Referring expression data
· · · · · · ·

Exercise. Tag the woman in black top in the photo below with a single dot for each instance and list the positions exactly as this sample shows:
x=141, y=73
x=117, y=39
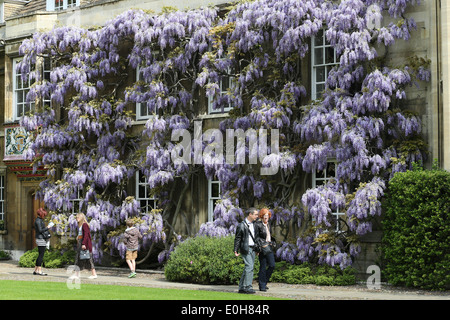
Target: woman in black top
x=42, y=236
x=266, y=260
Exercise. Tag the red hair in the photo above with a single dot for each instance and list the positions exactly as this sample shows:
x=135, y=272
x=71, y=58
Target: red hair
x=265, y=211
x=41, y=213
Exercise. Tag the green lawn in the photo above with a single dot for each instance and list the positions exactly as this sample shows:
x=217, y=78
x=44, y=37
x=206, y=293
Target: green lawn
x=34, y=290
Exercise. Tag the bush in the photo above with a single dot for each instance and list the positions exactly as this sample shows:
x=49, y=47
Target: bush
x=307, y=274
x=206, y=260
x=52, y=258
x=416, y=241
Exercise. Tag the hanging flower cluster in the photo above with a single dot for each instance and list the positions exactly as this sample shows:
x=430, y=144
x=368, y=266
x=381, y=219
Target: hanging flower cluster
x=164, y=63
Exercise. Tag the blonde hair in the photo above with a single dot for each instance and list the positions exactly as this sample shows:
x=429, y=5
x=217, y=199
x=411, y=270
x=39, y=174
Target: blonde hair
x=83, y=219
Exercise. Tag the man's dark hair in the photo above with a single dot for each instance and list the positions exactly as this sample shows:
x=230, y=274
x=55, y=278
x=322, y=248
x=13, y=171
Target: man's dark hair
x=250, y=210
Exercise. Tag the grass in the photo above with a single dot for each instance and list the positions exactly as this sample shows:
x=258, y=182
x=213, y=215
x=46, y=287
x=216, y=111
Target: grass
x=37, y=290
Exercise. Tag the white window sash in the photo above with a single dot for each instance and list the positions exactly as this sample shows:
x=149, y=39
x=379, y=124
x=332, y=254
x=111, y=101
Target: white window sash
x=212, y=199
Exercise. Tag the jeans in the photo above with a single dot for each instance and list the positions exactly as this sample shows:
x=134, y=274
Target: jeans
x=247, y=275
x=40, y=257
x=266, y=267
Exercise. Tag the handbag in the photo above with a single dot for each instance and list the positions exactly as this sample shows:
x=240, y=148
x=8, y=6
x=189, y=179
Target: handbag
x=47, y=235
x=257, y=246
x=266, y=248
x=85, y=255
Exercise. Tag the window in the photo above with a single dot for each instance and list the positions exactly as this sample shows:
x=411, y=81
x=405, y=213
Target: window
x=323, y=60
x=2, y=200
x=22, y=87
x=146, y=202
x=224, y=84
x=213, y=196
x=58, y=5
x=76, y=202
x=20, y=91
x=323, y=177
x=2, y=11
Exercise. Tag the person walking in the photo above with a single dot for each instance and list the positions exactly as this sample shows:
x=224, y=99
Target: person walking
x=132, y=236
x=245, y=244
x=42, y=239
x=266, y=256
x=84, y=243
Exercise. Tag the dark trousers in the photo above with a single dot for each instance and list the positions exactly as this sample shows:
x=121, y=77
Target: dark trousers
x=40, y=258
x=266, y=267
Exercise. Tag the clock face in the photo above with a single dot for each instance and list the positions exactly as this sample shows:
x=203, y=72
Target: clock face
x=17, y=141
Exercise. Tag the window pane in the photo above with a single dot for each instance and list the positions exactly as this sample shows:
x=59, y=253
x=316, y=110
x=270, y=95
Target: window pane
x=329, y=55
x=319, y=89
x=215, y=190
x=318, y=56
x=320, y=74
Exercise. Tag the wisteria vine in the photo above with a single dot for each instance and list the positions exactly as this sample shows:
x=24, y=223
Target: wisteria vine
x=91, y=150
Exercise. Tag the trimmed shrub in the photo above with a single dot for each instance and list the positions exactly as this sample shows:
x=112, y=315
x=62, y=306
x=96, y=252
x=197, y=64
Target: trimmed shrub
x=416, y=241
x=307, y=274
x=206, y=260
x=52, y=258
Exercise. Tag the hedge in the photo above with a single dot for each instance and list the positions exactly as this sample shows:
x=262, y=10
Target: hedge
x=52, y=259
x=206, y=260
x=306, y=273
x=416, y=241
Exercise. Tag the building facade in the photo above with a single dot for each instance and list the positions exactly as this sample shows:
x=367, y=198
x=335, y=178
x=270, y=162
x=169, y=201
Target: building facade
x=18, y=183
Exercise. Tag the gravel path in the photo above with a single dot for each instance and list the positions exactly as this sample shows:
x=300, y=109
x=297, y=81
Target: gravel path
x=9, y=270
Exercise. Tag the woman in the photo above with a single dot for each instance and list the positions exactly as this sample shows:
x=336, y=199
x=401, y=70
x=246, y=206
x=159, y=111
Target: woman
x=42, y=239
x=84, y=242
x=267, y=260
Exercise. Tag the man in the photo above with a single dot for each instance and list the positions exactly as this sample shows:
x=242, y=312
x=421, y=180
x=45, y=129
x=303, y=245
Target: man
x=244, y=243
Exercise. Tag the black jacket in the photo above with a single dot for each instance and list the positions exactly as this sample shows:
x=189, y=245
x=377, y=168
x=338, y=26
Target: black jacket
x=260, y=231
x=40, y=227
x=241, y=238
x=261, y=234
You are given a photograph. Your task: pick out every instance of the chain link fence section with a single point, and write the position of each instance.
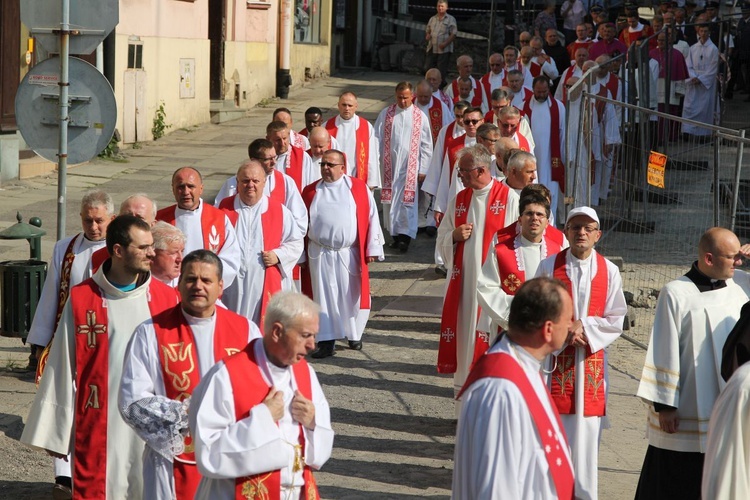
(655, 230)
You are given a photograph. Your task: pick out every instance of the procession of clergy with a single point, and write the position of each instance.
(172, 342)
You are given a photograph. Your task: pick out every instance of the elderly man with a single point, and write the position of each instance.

· · · · · · ·

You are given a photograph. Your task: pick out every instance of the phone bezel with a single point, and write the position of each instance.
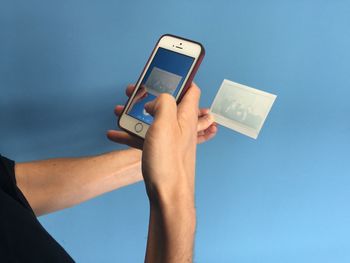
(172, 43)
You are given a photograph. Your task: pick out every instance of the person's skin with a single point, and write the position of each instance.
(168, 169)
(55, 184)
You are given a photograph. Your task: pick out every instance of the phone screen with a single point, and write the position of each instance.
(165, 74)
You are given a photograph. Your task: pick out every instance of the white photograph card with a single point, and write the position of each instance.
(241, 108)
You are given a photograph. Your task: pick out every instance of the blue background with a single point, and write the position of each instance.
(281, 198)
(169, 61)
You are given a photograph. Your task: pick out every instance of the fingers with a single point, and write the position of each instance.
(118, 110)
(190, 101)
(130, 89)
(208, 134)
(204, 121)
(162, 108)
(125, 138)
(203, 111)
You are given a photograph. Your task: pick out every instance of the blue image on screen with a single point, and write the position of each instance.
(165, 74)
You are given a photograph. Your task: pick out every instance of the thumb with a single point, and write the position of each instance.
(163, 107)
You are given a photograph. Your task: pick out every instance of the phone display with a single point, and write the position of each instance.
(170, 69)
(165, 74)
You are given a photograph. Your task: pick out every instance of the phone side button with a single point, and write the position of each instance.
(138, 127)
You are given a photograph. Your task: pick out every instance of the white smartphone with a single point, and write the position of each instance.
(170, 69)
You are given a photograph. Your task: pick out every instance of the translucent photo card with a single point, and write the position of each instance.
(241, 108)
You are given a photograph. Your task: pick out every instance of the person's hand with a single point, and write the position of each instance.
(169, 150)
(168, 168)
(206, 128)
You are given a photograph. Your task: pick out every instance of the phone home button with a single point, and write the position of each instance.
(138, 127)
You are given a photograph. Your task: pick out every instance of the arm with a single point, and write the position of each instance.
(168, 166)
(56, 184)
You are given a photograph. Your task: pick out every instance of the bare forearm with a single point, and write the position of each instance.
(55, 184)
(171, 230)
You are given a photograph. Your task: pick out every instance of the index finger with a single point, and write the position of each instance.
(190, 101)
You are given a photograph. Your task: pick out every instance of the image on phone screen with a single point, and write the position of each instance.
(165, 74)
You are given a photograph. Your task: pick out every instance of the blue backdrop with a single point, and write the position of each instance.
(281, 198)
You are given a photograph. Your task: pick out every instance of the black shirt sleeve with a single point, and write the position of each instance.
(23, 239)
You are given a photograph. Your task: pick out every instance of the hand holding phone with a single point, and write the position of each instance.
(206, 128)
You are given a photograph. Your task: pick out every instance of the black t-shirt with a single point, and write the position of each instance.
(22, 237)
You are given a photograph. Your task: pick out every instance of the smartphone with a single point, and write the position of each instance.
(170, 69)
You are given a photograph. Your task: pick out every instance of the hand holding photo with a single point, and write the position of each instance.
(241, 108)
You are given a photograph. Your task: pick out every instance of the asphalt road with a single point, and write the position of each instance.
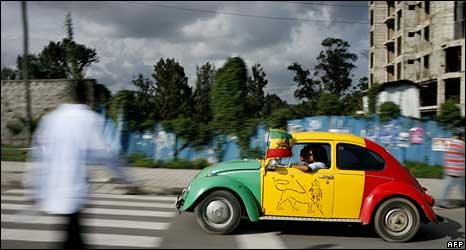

· · · · · · ·

* _AIM OF THE EXERCISE_
What is needed is a verbatim copy of every line in the records above from the one containing "Exercise. Tag the window in" down to the one containing "x=316, y=110", both included, and nothing more.

* _ANSWER TO THIS PROBLEM_
Exercise. Tag the window in the photo above with a single dot for each instance and list the positions exactly as this sample shows:
x=411, y=81
x=405, y=213
Target: window
x=323, y=60
x=2, y=200
x=22, y=87
x=146, y=202
x=224, y=84
x=213, y=196
x=58, y=5
x=76, y=202
x=20, y=91
x=323, y=177
x=2, y=11
Exercise. Tag the person walking in the photo above with a single dot for each instance and list the positions exactly as this sample shows:
x=224, y=99
Target: person walking
x=132, y=236
x=245, y=244
x=42, y=239
x=266, y=256
x=84, y=243
Exercise. Tag the dark trousers in the photo above with a single dot for each instance and list the positions exactly as this sample shows:
x=121, y=77
Target: dark trousers
x=40, y=258
x=266, y=267
Exercise. Tag the clock face in the photo above with a single dot for each instance and list the positions exactly as this sample shows:
x=203, y=72
Target: clock face
x=17, y=141
Exercise. Tag the window pane in the photo above with a single dot for each instance and list the positions exactly as this sample shows:
x=59, y=253
x=316, y=110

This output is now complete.